Metadata-Version: 2.3
Name: toon-formatter
Version: 1.0.1
Summary: A comprehensive Python library for encoding, decoding, and converting data using the Token-Oriented Object Notation (TOON) format - optimized for LLM contexts and human readability
License: MIT
Keywords: toon,serialization,notation,llm,json,csv,xml,converter
Author: Juan Manuel Panozzo Zenere
Author-email: juanmanuel.panozzozenere@alumnos.uai.edu.ar
Requires-Python: >=3.10
Classifier: Development Status :: 4 - Beta
Classifier: Intended Audience :: Developers
Classifier: License :: OSI Approved :: MIT License
Classifier: Programming Language :: Python :: 3
Classifier: Programming Language :: Python :: 3.10
Classifier: Programming Language :: Python :: 3.11
Classifier: Programming Language :: Python :: 3.12
Classifier: Topic :: Software Development :: Libraries :: Python Modules
Classifier: Topic :: Text Processing
Description-Content-Type: text/markdown

# TOON - Token-Oriented Object Notation

A Python library for working with TOON (Token-Oriented Object Notation) format, a compact and human-readable serialization format optimized for Large Language Model (LLM) contexts.

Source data

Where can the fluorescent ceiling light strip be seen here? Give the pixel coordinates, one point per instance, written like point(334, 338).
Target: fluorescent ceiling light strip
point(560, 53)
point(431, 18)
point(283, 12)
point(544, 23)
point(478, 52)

**Apply what you read:**
1. Switch "compact" to "concise" in the package metadata, giving it again from "# TOON - Token-Oriented" up to and including "Model (LLM) contexts.".
2. List every keyword given in the package metadata.

**Responses for each task:**
1.
# TOON - Token-Oriented Object Notation

A Python library for working with TOON (Token-Oriented Object Notation) format, a concise and human-readable serialization format optimized for Large Language Model (LLM) contexts.

2. toon, serialization, notation, llm, json, csv, xml, converter